# Trecho:

Mas se João era do Rio, também podia ser de Paris, já que era um apaixonado pelas coisas gaulesas (trazer a palavra flâneur para o português não foi à toa) e viajou várias vezes, entre 1912 e 1920, para a Cidade Luz, passando longas temporadas observando o Sena. Paulo Barreto/João do Rio era um dândi, aquela figura que gostava de uma boa dose de exibicionismo e de olhar o mundo do alto de uma plataforma muito própria. Com suas roupas chiques, alfinete de diamante na gravata e modos afetados, João do Rio era praticamente uma versão tropical de Oscar Wilde, que ele adorava e de quem traduziu – pela primeira vez no Brasil – seu O Retrato de Dorian Gray. Ninguém mais apropriado naquele momento.

Mas o grande mérito de João do Rio foi escrever – e muito – nas mais diversas publicações cariocas. Ele colocou suas crônicas e reportagens em jornais como Gazeta de Notícias, Cidade do Rio, A Notícia e O País – além de naquele que ele fundou. O jornalista era prolífico mesmo: só em O País, em 1916, ele assinou 341 textos, quase um por dia. E ele nem sempre assinava como João do Rio.

# Tarefas e exercícios:
a: No trecho sobre João do Rio, quantos textos ele assinou em O País em 1916?
b: Transcreva do trecho sobre João do Rio a passagem que vai de "Mas se João" até "apropriado naquele momento.".
c: Resuma o trecho sobre João do Rio em duas frases.
Os itens a seguir não têm relação com o trecho.

# Dados fornecidos:
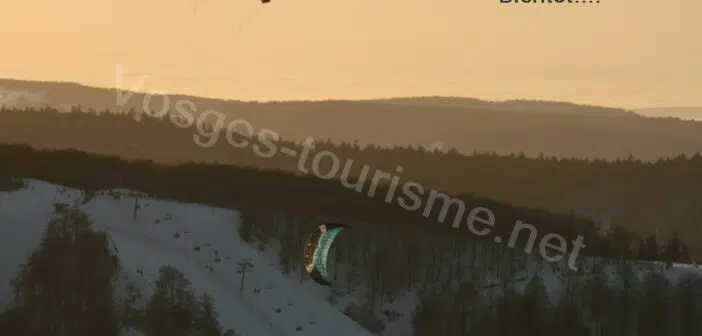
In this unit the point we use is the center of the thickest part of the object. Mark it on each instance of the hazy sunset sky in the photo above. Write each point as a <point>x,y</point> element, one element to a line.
<point>627,53</point>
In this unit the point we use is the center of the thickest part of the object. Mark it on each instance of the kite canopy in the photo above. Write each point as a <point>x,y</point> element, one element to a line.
<point>317,249</point>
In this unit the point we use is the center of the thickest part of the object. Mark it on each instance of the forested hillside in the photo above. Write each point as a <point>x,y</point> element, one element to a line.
<point>662,197</point>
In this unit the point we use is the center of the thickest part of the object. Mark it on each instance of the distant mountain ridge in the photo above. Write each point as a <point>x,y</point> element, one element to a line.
<point>68,91</point>
<point>684,112</point>
<point>517,105</point>
<point>467,124</point>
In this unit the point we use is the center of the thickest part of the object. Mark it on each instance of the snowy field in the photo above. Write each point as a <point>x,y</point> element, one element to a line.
<point>200,241</point>
<point>203,243</point>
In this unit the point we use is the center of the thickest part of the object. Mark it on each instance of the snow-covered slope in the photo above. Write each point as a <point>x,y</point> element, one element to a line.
<point>200,241</point>
<point>203,243</point>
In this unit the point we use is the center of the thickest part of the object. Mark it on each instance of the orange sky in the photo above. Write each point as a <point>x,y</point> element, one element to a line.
<point>628,53</point>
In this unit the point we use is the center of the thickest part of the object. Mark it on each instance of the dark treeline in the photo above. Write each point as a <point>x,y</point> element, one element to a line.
<point>308,197</point>
<point>662,197</point>
<point>390,251</point>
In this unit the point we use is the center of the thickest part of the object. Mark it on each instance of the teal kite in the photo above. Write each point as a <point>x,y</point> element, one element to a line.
<point>317,249</point>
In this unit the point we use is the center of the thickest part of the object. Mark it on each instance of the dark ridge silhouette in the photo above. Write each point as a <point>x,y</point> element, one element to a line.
<point>554,129</point>
<point>306,197</point>
<point>643,197</point>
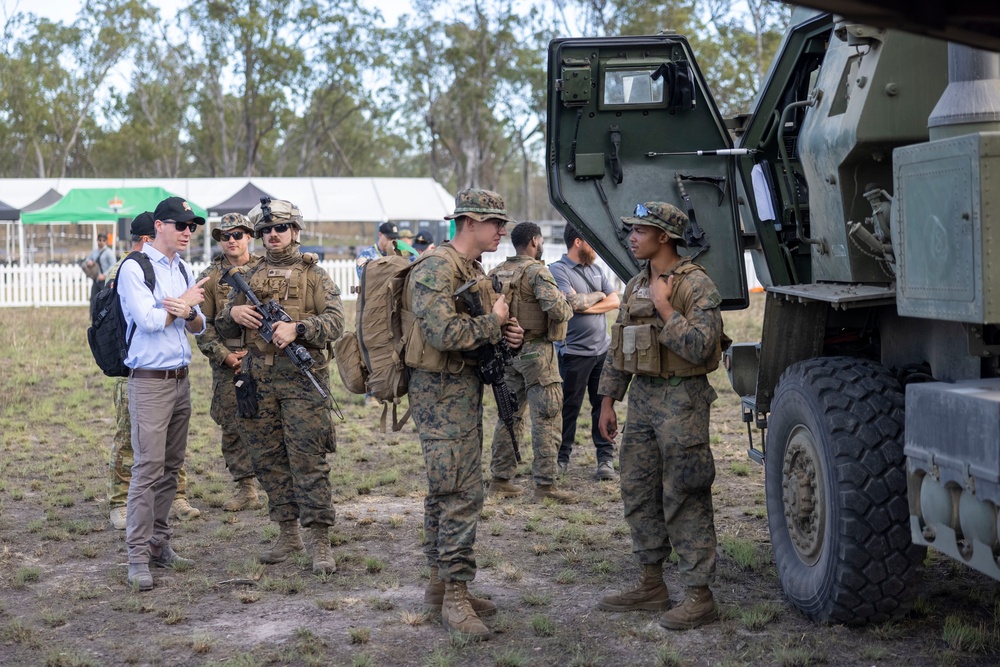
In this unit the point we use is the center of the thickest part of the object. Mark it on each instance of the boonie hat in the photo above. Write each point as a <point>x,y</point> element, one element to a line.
<point>143,225</point>
<point>274,212</point>
<point>231,221</point>
<point>178,210</point>
<point>661,215</point>
<point>388,230</point>
<point>422,240</point>
<point>480,205</point>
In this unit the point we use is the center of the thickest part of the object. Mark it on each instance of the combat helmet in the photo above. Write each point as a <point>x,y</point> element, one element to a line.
<point>274,212</point>
<point>661,215</point>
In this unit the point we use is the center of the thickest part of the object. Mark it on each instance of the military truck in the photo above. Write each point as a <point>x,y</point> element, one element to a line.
<point>865,185</point>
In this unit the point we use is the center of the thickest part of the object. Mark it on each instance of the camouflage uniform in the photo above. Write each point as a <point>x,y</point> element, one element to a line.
<point>223,410</point>
<point>667,467</point>
<point>122,456</point>
<point>534,376</point>
<point>289,438</point>
<point>447,404</point>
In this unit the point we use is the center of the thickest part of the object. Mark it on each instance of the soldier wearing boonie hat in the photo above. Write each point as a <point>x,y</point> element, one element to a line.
<point>665,342</point>
<point>667,217</point>
<point>446,399</point>
<point>292,431</point>
<point>225,354</point>
<point>479,205</point>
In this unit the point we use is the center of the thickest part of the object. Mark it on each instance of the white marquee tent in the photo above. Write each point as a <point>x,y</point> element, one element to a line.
<point>321,199</point>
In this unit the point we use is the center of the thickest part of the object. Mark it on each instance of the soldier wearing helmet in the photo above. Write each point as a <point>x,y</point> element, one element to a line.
<point>666,340</point>
<point>292,432</point>
<point>234,236</point>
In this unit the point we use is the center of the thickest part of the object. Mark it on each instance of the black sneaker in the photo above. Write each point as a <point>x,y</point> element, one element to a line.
<point>605,470</point>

# Suas respostas:
a: 341 textos.

b:
Mas se João era do Rio, também podia ser de Paris, já que era um apaixonado pelas coisas gaulesas (trazer a palavra flâneur para o português não foi à toa) e viajou várias vezes, entre 1912 e 1920, para a Cidade Luz, passando longas temporadas observando o Sena. Paulo Barreto/João do Rio era um dândi, aquela figura que gostava de uma boa dose de exibicionismo e de olhar o mundo do alto de uma plataforma muito própria. Com suas roupas chiques, alfinete de diamante na gravata e modos afetados, João do Rio era praticamente uma versão tropical de Oscar Wilde, que ele adorava e de quem traduziu – pela primeira vez no Brasil – seu O Retrato de Dorian Gray. Ninguém mais apropriado naquele momento.

c: João do Rio era um dândi apaixonado pelas coisas gaulesas, que viajou várias vezes a Paris entre 1912 e 1920 e traduziu pela primeira vez no Brasil O Retrato de Dorian Gray, de Oscar Wilde. Seu grande mérito foi escrever muito em diversas publicações cariocas, e só em O País, em 1916, ele assinou 341 textos.